- _Assigned task_
Look through the entries. Copy each line that has the word "coordinates".

▬▬▬▬▬▬▬▬▬▬

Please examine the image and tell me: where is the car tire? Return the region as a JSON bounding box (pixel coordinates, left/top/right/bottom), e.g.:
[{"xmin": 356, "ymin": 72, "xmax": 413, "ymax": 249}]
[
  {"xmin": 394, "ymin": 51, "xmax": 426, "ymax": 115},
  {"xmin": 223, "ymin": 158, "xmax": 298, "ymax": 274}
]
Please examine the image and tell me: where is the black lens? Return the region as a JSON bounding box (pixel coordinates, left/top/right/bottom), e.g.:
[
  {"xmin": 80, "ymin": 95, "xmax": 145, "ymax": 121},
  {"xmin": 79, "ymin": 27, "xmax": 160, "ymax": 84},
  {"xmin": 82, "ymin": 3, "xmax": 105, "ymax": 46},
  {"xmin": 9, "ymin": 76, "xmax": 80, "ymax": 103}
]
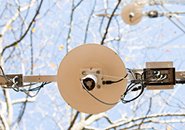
[{"xmin": 83, "ymin": 78, "xmax": 95, "ymax": 91}]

▬▬▬▬▬▬▬▬▬▬

- _Task response_
Please examine the image and tell me: where is the car tire? Return the region as a JSON bounding box (pixel coordinates, left/top/right/bottom), e.g.:
Please examine the image and tell me: where is the black lens? Return the region as a JSON bounding box (pixel coordinates, left/top/right/bottom), e.g.:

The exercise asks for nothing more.